▶ [INPUT DATA]:
========================================

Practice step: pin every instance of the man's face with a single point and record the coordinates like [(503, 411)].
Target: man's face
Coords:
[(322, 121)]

========================================

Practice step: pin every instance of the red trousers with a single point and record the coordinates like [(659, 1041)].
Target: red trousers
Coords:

========================================

▶ [WORK INSTRUCTIONS]: Which lines of the data include the string "Target"? Find them and copy each one.

▶ [SOLUTION TO THIS EXERCISE]:
Target: man's face
Target: red trousers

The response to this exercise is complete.